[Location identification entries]
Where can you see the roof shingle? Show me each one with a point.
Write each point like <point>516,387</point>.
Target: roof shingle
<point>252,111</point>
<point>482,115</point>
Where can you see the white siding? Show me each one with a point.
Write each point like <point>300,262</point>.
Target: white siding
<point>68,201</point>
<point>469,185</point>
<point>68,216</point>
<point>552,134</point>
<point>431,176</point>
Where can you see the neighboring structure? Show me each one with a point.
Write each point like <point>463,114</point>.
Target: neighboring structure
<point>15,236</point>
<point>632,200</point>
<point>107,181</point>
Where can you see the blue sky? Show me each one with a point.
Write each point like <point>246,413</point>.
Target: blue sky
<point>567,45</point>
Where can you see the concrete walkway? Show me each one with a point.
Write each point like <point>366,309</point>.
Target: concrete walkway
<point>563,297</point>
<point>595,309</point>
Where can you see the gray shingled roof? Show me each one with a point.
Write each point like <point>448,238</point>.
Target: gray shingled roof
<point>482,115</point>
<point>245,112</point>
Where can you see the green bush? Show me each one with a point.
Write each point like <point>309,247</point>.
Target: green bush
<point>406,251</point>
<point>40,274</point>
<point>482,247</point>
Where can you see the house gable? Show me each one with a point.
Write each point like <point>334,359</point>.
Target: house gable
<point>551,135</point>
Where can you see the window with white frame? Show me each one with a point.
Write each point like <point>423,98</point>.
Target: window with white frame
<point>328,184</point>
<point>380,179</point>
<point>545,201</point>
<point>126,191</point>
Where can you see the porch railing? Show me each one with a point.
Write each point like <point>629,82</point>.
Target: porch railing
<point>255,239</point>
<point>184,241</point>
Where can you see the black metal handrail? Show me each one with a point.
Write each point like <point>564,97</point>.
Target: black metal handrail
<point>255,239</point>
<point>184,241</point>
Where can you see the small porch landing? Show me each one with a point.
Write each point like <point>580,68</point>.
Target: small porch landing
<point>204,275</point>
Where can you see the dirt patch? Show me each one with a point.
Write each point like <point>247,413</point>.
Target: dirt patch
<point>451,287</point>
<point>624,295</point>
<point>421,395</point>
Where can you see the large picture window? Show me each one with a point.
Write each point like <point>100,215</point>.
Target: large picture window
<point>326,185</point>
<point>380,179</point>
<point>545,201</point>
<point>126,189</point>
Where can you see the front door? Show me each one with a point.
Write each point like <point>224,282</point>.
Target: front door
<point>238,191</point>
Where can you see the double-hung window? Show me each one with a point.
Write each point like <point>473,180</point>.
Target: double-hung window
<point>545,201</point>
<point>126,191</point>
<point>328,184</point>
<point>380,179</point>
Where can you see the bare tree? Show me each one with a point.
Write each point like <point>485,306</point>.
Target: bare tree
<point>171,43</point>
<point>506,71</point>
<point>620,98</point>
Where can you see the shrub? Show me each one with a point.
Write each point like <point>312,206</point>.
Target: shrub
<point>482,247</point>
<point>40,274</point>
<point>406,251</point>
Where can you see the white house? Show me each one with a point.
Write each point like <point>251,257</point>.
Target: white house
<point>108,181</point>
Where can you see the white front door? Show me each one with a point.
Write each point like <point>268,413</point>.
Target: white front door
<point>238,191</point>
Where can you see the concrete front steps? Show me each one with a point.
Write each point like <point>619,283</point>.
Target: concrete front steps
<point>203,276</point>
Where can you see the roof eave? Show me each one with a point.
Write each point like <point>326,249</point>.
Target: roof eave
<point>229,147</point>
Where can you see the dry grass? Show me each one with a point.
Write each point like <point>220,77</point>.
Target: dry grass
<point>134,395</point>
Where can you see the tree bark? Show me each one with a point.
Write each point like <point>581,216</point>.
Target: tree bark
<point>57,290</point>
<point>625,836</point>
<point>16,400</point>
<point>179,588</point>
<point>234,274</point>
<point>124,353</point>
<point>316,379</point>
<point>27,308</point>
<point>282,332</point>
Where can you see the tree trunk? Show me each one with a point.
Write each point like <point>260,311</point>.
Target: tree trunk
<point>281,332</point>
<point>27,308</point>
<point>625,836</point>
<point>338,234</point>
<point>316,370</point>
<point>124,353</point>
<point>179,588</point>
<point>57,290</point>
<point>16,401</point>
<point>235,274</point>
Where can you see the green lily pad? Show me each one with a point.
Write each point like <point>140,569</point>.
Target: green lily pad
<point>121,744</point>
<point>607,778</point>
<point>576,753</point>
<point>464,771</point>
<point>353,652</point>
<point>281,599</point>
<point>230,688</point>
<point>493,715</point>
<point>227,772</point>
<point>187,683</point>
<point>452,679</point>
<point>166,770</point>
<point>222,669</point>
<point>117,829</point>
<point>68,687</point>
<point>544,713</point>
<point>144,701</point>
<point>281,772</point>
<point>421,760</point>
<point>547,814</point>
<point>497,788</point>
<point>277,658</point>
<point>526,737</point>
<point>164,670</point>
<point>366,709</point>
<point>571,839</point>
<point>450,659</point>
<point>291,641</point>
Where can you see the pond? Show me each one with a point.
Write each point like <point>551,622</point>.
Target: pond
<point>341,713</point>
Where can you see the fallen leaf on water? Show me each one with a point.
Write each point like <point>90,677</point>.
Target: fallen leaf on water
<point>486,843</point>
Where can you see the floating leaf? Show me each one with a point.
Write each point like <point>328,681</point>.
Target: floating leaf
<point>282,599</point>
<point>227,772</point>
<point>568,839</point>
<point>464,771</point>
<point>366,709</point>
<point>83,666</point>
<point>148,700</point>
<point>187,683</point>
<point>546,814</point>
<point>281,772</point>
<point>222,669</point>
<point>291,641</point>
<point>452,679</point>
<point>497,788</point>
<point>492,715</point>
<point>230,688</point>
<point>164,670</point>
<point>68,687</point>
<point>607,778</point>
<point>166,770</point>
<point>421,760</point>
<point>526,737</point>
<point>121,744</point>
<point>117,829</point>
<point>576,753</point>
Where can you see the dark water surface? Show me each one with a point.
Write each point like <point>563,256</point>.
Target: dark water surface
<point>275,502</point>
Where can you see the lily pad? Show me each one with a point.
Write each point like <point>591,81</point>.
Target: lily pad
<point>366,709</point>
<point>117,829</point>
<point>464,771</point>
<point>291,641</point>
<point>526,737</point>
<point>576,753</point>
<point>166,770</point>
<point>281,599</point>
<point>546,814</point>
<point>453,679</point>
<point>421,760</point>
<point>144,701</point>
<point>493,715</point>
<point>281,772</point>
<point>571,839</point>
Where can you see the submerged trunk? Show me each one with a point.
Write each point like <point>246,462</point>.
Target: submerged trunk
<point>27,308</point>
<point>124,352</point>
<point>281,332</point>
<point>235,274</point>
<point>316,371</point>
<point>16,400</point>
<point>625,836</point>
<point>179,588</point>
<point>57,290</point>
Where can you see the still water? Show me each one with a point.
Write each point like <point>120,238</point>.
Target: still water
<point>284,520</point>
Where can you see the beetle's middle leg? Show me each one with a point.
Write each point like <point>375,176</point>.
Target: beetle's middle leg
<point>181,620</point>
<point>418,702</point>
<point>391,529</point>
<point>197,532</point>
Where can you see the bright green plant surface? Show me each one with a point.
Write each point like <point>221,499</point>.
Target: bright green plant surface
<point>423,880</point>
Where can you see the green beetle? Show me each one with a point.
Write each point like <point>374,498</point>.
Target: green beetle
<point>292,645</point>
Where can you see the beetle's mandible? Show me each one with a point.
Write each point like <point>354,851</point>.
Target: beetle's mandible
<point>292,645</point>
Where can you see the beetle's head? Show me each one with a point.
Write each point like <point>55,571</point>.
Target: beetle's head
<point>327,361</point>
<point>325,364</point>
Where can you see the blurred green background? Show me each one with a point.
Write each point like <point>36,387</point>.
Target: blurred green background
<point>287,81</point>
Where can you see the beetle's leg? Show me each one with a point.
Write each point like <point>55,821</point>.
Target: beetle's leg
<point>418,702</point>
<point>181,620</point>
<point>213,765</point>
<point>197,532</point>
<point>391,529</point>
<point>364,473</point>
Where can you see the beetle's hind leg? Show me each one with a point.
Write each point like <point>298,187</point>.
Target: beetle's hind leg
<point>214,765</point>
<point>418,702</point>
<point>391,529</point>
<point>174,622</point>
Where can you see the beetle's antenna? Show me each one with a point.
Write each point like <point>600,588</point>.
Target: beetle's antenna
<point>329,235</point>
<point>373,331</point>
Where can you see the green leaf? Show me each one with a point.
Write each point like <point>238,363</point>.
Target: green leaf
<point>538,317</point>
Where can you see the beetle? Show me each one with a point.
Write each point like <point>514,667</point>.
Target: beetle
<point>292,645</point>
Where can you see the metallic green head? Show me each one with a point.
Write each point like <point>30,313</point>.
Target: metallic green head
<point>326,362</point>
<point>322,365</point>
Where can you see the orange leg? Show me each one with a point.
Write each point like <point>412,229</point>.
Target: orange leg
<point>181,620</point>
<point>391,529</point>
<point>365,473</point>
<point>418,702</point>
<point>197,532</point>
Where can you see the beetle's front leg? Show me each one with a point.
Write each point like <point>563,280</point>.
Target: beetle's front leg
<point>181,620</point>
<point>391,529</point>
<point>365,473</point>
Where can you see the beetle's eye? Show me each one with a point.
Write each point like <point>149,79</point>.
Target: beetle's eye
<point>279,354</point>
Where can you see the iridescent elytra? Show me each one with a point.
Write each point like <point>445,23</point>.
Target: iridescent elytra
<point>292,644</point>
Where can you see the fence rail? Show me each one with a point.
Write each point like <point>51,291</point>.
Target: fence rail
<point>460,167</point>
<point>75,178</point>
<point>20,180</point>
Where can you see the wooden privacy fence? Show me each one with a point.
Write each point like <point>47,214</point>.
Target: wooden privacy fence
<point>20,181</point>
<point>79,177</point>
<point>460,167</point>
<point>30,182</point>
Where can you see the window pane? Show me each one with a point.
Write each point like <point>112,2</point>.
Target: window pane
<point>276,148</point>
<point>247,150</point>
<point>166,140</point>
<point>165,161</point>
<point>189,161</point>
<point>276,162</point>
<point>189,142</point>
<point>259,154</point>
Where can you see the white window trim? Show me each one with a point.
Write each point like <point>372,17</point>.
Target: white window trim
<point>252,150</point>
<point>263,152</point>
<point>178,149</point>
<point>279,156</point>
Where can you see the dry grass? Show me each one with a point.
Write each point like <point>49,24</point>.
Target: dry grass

◆ **EXERCISE REQUIREMENTS**: Reproduce only the lines from the line containing "Where can you see the wooden" to the last line of the material above, both of those lines included.

◆ **FINISHED EXERCISE**:
Where can you see the wooden privacy fence? Show me each one with a point.
Write each point like <point>47,214</point>.
Target: wooden privacy fence
<point>20,181</point>
<point>79,177</point>
<point>460,167</point>
<point>30,182</point>
Where can you see the window pane? Show me each one with a point.
Write each point like <point>112,2</point>.
Target: window pane
<point>276,148</point>
<point>247,150</point>
<point>166,140</point>
<point>165,161</point>
<point>189,161</point>
<point>276,162</point>
<point>189,142</point>
<point>259,154</point>
Where can you see the white window trim? Show me each one with a point.
Write each point like <point>372,17</point>.
Target: white window trim
<point>252,150</point>
<point>263,152</point>
<point>178,149</point>
<point>279,156</point>
Where can you see the dry grass? Show me each one with a point.
Write each point like <point>49,24</point>.
Target: dry grass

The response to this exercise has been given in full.